[BEGIN Provided text]

These frameworks marked Kenya’s initial stages to planning and resource allocation and use since land was the only major resource and factor of production.
The Crown Land Ordnance of 1902
This stated that all land belongs to the crown and by all land it included all area that covered the Kenyan colony which is currently the territorial Kenya. This legal instrument defined Crown land to include Land which was in occupation of the natives and that which was reserved for the use and support of the native tribes. Through this definition, natives were rendered mere tenants because all land belonged to the Crown. There was no more community land. Customary laws continued to be applied but by virtue of the Repugnancy clause, they were subordinate to the British Law. This meant that inconsistent customary laws were void and rights were to be exercised at the mercy of the Crown. The only rights that were accorded to the natives were occupancy rights which were to be exercised with close reference to the British law lest they lost such rights.
The Government Lands Act
Enacted in 1915 to replace the Crown Lands Ordinance (1902) with an objective to regulate forms of disposal of Government Land. It prescribed a system of administration and registration of government land, remedies to instances of defects arising out of the earlier registration under cap 285 and introduced a fair system to issue and register deeds. There was a provision that all past documents relating to government land were to be applied in accordance with this instrument. The government had absolute rights over un-alienated land as well as control over terms and agreements in relation to land. The head of government was given (discretionary) powers to allocate land, this discrete power led to the abuse of land ownership and the currently existing land ownership injustices in the country.

[END Provided text]
[BEGIN Data section]

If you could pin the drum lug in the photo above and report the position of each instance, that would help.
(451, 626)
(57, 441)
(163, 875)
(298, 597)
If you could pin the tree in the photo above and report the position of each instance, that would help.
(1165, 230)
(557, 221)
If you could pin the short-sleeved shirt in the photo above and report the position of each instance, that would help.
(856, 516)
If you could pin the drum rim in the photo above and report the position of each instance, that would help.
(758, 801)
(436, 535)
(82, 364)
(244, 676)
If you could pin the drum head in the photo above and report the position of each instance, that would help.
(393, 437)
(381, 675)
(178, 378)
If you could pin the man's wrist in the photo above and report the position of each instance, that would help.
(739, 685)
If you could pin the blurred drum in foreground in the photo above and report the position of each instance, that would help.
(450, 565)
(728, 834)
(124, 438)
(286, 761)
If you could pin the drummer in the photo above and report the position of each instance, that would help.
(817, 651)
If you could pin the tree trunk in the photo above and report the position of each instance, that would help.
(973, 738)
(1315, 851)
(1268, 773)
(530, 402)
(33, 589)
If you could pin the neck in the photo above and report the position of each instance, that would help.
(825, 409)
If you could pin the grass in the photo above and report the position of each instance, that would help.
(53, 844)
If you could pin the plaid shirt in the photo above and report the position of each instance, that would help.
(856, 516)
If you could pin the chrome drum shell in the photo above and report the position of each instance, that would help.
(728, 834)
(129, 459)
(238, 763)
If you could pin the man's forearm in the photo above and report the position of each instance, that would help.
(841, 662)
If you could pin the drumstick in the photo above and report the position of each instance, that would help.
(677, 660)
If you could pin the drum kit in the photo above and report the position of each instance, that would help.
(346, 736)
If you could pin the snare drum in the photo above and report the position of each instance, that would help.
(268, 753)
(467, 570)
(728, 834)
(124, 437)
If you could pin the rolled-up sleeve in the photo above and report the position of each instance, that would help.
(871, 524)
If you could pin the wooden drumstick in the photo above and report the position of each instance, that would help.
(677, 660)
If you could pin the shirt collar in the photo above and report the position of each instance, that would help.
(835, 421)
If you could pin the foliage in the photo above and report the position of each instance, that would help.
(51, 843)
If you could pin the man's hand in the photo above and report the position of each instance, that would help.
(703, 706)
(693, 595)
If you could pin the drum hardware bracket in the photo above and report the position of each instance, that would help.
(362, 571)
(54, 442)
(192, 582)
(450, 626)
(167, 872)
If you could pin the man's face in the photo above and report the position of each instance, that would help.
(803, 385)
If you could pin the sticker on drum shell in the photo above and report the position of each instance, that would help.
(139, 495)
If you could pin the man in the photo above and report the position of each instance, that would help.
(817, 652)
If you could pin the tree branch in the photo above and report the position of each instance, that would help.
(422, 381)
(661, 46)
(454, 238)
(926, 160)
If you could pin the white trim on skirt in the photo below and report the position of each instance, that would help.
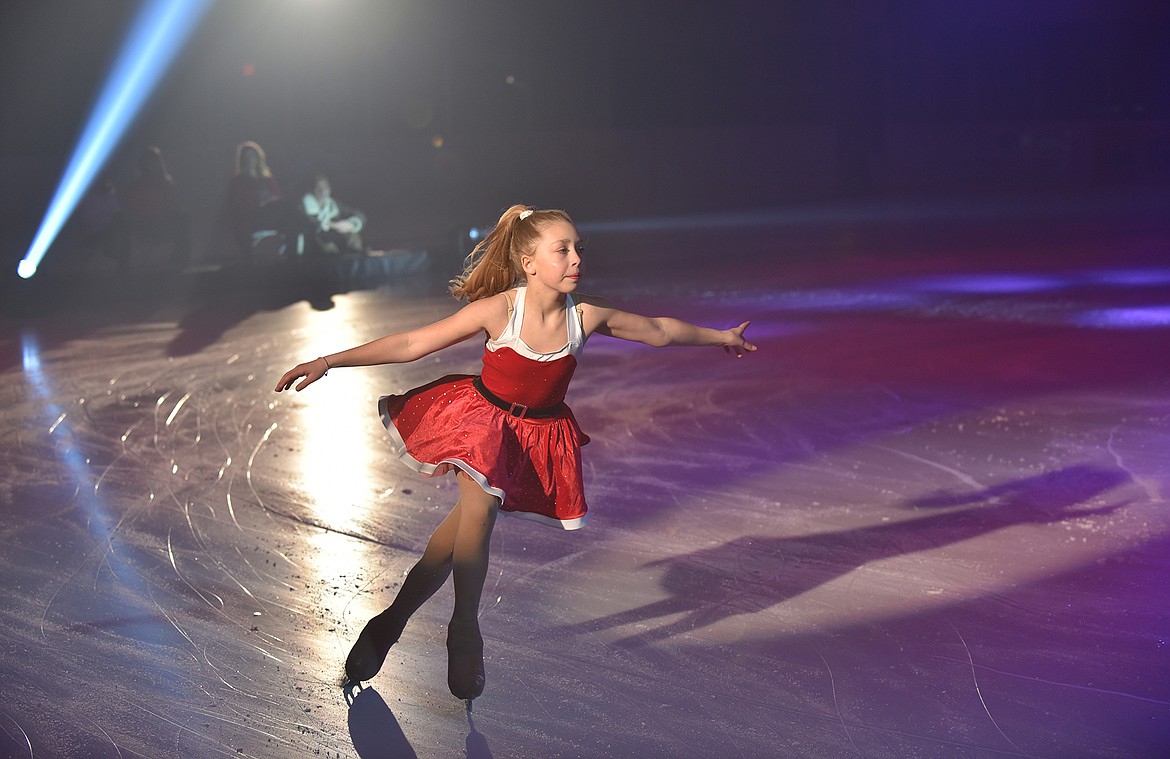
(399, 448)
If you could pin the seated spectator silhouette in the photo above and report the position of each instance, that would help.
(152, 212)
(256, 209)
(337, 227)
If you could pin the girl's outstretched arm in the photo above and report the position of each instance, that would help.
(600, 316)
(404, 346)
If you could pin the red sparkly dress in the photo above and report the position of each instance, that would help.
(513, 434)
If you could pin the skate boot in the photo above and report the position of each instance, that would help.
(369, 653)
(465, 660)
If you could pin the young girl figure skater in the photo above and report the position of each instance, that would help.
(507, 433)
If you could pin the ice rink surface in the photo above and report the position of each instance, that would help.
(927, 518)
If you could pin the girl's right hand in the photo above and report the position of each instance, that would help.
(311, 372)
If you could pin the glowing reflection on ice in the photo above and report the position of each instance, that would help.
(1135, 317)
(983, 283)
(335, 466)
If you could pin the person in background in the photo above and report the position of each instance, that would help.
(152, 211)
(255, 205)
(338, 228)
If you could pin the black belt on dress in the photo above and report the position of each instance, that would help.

[END Data section]

Challenge A: Extract everything in the passage on Kenyan land laws from "These frameworks marked" down to "factor of production.".
Challenge B: According to the passage on Kenyan land laws, what did the Government Lands Act prescribe or introduce? List each item.

Exercise result A:
These frameworks marked Kenya’s initial stages to planning and resource allocation and use since land was the only major resource and factor of production.

Exercise result B:
- A system of administration and registration of government land
- Remedies to instances of defects arising out of the earlier registration under cap 285
- A fair system to issue and register deeds